**DESCRIPTION OF THE TASK**
When a line of the material has the word "balcony" in it, copy that line.
────────────────────
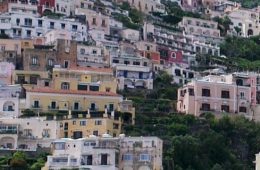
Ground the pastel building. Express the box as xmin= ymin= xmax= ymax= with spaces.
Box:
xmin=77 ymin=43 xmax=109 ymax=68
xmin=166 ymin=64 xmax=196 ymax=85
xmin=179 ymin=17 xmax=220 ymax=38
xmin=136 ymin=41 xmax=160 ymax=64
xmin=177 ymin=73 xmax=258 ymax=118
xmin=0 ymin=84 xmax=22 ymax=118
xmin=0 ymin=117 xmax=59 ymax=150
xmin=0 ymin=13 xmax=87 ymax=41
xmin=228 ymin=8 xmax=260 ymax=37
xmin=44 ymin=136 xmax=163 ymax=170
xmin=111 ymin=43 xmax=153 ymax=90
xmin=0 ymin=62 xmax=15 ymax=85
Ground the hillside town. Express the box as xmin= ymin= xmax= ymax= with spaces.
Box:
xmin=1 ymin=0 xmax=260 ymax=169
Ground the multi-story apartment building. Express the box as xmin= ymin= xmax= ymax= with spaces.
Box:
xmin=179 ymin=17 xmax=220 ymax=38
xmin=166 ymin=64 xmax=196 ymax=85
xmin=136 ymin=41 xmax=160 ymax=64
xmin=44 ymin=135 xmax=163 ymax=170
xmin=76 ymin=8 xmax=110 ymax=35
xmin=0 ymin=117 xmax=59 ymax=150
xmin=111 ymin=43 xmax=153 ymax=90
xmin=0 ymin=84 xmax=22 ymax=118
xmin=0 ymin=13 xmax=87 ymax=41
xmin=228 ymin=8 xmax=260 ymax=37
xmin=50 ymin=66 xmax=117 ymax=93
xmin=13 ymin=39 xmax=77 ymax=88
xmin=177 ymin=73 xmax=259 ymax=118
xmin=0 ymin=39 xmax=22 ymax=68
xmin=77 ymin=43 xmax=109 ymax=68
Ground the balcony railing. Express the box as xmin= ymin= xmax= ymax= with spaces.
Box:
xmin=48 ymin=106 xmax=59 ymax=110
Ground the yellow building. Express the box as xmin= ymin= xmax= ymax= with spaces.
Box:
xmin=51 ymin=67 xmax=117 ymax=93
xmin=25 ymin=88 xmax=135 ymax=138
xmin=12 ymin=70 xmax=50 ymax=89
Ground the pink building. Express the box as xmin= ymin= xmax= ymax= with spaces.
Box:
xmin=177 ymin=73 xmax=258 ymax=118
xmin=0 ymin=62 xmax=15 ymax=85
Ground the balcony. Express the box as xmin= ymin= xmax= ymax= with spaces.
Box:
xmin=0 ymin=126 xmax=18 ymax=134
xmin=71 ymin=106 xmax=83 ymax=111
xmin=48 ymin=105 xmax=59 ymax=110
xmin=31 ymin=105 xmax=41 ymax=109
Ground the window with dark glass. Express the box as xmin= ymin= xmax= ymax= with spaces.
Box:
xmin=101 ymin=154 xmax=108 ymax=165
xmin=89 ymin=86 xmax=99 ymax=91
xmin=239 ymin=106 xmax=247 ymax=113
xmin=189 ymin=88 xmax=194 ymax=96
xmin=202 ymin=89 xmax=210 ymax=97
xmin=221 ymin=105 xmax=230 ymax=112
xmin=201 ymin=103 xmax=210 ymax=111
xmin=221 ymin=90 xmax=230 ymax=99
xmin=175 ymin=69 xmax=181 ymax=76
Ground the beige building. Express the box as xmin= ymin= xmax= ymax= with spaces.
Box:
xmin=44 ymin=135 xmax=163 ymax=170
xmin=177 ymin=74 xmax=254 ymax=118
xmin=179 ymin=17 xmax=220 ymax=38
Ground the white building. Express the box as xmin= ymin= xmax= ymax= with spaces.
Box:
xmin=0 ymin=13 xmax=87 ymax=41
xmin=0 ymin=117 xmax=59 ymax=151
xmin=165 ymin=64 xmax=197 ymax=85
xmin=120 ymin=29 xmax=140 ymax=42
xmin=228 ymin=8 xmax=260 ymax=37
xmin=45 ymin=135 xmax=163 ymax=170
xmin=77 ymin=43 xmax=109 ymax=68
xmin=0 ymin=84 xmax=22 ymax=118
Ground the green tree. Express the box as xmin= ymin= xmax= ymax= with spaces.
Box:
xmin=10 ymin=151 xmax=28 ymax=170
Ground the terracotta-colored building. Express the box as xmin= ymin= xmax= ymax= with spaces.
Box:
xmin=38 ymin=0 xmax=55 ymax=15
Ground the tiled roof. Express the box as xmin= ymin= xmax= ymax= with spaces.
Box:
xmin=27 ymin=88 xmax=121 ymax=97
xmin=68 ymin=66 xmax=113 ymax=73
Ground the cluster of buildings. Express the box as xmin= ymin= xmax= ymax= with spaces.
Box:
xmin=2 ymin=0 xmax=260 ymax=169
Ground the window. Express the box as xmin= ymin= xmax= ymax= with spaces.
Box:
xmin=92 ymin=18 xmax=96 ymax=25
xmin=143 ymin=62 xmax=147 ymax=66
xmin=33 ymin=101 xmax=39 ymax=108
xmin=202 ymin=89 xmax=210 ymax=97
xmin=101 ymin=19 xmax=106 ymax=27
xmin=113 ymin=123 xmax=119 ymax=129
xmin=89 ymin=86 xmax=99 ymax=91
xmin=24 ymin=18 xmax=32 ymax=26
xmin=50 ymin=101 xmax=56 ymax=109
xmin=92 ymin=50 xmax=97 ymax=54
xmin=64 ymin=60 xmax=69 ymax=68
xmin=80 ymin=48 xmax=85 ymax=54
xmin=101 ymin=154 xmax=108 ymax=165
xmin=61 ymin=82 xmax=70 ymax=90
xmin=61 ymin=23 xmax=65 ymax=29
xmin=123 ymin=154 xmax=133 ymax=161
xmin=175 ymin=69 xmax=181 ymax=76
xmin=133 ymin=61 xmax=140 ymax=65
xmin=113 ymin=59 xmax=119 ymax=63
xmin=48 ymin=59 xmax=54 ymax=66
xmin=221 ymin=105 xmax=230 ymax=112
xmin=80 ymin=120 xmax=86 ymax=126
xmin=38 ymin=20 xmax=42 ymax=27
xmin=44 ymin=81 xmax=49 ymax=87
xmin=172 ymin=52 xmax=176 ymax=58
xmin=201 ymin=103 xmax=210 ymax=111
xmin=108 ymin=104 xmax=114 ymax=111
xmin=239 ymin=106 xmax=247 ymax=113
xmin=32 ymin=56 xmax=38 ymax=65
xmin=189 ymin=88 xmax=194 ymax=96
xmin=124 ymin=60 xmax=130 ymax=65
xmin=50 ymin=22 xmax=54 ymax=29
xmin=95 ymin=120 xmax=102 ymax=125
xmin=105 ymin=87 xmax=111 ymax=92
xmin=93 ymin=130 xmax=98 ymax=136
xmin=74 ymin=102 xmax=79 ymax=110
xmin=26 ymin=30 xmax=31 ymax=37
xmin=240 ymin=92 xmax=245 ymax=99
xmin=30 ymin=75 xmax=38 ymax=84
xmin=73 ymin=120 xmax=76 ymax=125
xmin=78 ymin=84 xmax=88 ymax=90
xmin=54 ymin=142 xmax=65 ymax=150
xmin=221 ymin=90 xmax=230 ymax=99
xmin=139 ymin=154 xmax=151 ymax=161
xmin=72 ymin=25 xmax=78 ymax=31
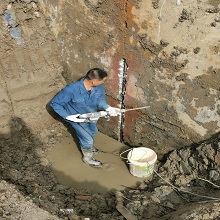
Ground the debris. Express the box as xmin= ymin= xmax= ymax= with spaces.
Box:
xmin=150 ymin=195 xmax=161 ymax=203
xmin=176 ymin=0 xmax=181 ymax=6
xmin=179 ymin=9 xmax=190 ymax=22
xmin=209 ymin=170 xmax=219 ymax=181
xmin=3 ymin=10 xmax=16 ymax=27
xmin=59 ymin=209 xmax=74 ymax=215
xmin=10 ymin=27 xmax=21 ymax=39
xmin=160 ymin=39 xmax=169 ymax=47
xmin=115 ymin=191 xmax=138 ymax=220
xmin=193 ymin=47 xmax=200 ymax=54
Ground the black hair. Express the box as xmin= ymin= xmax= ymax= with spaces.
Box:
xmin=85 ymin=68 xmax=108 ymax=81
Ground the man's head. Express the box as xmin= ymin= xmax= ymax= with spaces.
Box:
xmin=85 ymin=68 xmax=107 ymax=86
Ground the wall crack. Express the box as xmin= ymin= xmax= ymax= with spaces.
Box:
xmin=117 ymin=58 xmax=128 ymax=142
────────────────────
**SOLUTION TO THIS EXERCISE**
Ground the balcony railing. Express the box as xmin= ymin= xmax= ymax= with spaces.
Ground the balcony. Express the box as xmin= ymin= xmax= ymax= with spaces.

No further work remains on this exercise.